--- Extracted information ---
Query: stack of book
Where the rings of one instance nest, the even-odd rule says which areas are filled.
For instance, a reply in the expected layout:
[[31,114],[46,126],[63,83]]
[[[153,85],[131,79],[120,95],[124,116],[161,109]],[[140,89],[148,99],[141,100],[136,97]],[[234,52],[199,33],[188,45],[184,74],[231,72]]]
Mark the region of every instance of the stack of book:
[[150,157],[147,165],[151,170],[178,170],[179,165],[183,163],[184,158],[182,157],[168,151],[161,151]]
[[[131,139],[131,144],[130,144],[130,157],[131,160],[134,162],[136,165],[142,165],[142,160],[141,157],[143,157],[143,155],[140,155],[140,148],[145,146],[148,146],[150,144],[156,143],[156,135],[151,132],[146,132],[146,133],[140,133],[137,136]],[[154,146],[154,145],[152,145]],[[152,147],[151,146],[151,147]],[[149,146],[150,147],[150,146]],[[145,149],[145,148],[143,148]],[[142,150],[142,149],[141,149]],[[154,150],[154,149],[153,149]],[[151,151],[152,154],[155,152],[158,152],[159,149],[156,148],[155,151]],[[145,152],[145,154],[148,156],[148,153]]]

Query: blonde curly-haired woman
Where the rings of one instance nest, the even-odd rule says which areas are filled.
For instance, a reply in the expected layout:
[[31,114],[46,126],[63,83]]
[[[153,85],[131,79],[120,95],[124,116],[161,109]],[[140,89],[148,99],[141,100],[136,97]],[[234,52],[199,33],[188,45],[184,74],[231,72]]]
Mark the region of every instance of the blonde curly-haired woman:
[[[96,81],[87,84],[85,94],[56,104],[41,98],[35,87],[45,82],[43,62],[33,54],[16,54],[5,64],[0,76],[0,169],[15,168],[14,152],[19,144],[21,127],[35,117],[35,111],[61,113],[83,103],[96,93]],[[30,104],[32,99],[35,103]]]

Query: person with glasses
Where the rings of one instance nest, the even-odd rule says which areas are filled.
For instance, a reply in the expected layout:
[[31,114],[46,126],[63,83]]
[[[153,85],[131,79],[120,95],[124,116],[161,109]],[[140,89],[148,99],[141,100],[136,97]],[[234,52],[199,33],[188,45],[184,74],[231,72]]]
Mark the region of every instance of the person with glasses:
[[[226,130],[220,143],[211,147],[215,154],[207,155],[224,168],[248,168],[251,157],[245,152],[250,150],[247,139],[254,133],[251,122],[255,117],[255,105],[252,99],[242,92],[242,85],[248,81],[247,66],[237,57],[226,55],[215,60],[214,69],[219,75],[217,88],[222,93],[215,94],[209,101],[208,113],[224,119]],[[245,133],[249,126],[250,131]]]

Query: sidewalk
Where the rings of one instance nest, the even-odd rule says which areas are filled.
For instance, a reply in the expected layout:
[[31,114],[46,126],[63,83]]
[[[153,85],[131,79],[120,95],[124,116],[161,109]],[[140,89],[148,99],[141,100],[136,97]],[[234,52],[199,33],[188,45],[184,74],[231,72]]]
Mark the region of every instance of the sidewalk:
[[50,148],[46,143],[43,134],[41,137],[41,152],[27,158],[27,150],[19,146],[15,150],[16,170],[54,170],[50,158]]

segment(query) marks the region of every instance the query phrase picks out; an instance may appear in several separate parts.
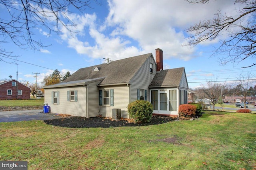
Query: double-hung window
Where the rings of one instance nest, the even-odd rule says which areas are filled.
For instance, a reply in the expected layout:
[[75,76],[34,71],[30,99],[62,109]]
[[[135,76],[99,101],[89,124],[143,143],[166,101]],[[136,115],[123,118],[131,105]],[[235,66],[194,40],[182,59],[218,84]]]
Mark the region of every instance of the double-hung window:
[[18,90],[18,95],[22,95],[22,90]]
[[68,91],[68,101],[77,101],[77,90]]
[[114,106],[114,89],[100,90],[99,97],[100,106]]
[[137,89],[137,99],[147,100],[147,90]]
[[59,91],[52,91],[52,103],[54,105],[58,105],[59,97],[60,93]]
[[109,90],[103,90],[103,105],[109,105]]
[[12,95],[12,90],[7,90],[7,95]]

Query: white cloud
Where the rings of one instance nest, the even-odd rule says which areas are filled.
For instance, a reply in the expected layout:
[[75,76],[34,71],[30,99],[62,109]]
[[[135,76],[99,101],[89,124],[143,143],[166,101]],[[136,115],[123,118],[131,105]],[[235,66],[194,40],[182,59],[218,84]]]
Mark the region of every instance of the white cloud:
[[96,24],[95,14],[69,15],[77,25],[75,31],[79,32],[71,35],[63,30],[61,38],[68,47],[90,57],[113,60],[150,52],[154,55],[154,49],[160,48],[164,51],[164,59],[174,57],[188,61],[196,57],[189,54],[196,49],[181,45],[185,43],[188,36],[184,30],[200,20],[212,18],[218,10],[234,14],[236,11],[232,10],[239,7],[230,1],[210,1],[204,5],[186,1],[108,2],[108,15],[100,24]]
[[45,49],[40,49],[40,51],[42,52],[43,53],[47,53],[48,54],[50,54],[51,52],[49,51],[48,50]]
[[26,77],[32,77],[34,76],[34,75],[33,75],[32,74],[25,74],[24,75],[24,76]]

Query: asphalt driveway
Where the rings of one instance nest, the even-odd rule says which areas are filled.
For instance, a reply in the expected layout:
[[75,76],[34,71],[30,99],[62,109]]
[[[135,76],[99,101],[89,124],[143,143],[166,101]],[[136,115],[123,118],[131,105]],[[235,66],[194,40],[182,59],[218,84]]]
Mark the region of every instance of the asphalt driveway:
[[61,118],[52,113],[45,113],[43,109],[0,112],[0,122],[45,120]]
---
§ **Request**: Update the rows above by replacing every occurrence of "Mark the region" with "Outline the area" and leaving everything else unchanged. Leave the pictures out of your answer.

§ **The response**:
Query: stack of book
Where the rings of one instance nest, the even-odd rule says which areas are filled.
For instance, a reply in the expected layout:
[[31,114],[46,126],[63,83]]
[[[153,85],[131,79],[120,95],[124,116],[161,109]],[[140,89],[148,99],[141,100],[136,97]],[[234,52],[199,33],[188,45],[184,74],[231,72]]]
Outline the area of every instance of the stack of book:
[[150,157],[147,165],[151,170],[178,170],[179,165],[183,163],[184,158],[182,157],[168,151],[161,151]]
[[[131,139],[131,144],[130,144],[130,157],[131,160],[134,162],[136,165],[142,165],[142,160],[141,157],[143,157],[143,155],[140,155],[140,148],[145,146],[148,146],[150,144],[156,143],[156,135],[151,132],[146,132],[146,133],[140,133],[137,136]],[[154,146],[154,145],[152,145]],[[152,147],[151,146],[151,147]],[[149,146],[150,147],[150,146]],[[145,149],[145,148],[143,148]],[[142,150],[142,149],[141,149]],[[154,150],[154,149],[153,149]],[[151,151],[152,154],[155,152],[158,152],[159,149],[156,148],[155,151]],[[145,152],[145,154],[148,156],[148,153]]]

Query: blonde curly-haired woman
Where the rings of one instance nest, the even-odd rule says which areas are filled.
For instance, a reply in the expected layout:
[[31,114],[46,126],[63,83]]
[[[153,85],[131,79],[120,95],[124,116],[161,109]],[[140,89],[148,99],[141,100],[136,97]],[[234,52],[199,33],[188,45],[184,74],[231,72]]]
Outline the area of every instance of the blonde curly-haired woman:
[[[96,81],[87,84],[85,94],[56,104],[41,98],[35,87],[45,82],[43,62],[33,54],[16,54],[5,64],[0,76],[0,169],[15,168],[14,152],[19,144],[21,127],[35,117],[35,111],[61,113],[83,103],[96,93]],[[30,104],[32,99],[35,103]]]

Query: person with glasses
Where the rings of one instance nest, the even-odd rule says which areas are filled.
For instance, a reply in the expected layout:
[[31,114],[46,126],[63,83]]
[[[153,85],[131,79],[120,95],[124,116],[161,109]],[[140,89],[148,99],[141,100],[136,97]],[[234,52],[199,33],[188,45],[184,74],[231,72]]]
Outline the area of every instance of the person with glasses:
[[[226,130],[220,143],[211,147],[215,154],[207,155],[224,168],[248,168],[251,157],[245,152],[250,150],[247,139],[254,133],[251,122],[255,117],[255,105],[252,99],[242,92],[242,85],[248,81],[247,66],[237,57],[226,55],[215,60],[214,69],[219,75],[217,88],[222,93],[215,94],[209,101],[208,113],[224,119]],[[245,133],[249,126],[250,131]]]

Query: sidewalk
Where the rings of one instance nest, the even-odd rule says which areas are filled.
For instance, a reply in the expected layout:
[[31,114],[46,126],[63,83]]
[[[153,85],[131,79],[120,95],[124,116],[161,109]],[[140,89],[148,99],[141,100],[136,97]],[[234,52],[199,33],[188,45],[184,74],[231,72]]]
Outline the area of every instance of the sidewalk:
[[50,148],[46,143],[43,134],[41,137],[41,152],[27,158],[27,150],[19,146],[15,150],[16,170],[54,170],[50,158]]

segment(query) marks the region of every instance the query phrase picks out; an instance may appear in several separate parts.
Query: double-hung window
Where the rings of one instance nest, the even-odd rule says which areas are filled.
For instance, a reply in the expected layout:
[[75,76],[34,71],[30,99],[62,109]]
[[[135,76],[99,101],[89,124],[143,143],[166,101]],[[136,115],[123,118],[131,105]],[[235,66],[194,40],[182,59],[218,84]]]
Outline the area of every instance of the double-hung window:
[[18,90],[18,95],[22,95],[22,90]]
[[68,91],[68,101],[77,101],[77,90]]
[[114,106],[114,89],[100,90],[99,97],[100,106]]
[[137,89],[137,99],[147,100],[147,90]]
[[59,91],[52,91],[52,103],[54,105],[58,105],[59,97],[60,93]]
[[109,90],[103,90],[103,105],[109,105]]
[[12,95],[12,90],[7,90],[7,95]]

Query: white cloud
Where the rings of one instance nest, the even-odd rule says which areas are filled.
For instance, a reply in the expected layout:
[[75,76],[34,71],[30,99],[62,109]]
[[[135,76],[99,101],[89,124],[143,143],[166,101]],[[136,115],[123,118],[131,105]],[[235,66],[194,40],[182,59],[218,84]]]
Outline the area of every instance of the white cloud:
[[96,24],[95,14],[69,15],[77,25],[75,31],[79,32],[71,35],[63,30],[61,38],[68,47],[90,57],[113,60],[150,52],[154,55],[154,49],[160,48],[164,51],[164,59],[174,57],[188,61],[196,57],[189,54],[196,49],[181,45],[185,43],[188,36],[184,30],[200,20],[212,18],[218,10],[234,14],[236,11],[232,10],[239,7],[230,1],[210,1],[204,5],[186,1],[108,2],[108,15],[100,24]]
[[45,49],[40,49],[40,51],[42,52],[43,53],[47,53],[48,54],[50,54],[51,52],[49,51],[48,50]]
[[26,77],[32,77],[34,76],[34,75],[33,75],[32,74],[25,74],[24,75],[24,76]]

Query: asphalt driveway
Where the rings of one instance nest, the even-odd rule says which areas are filled.
For instance, a reply in the expected layout:
[[75,76],[34,71],[30,99],[62,109]]
[[[135,76],[99,101],[89,124],[143,143],[166,101]],[[136,115],[123,118],[131,105]],[[235,66],[194,40],[182,59],[218,84]]]
Outline the area of every instance of the asphalt driveway:
[[61,118],[52,113],[45,113],[43,109],[0,112],[0,122],[45,120]]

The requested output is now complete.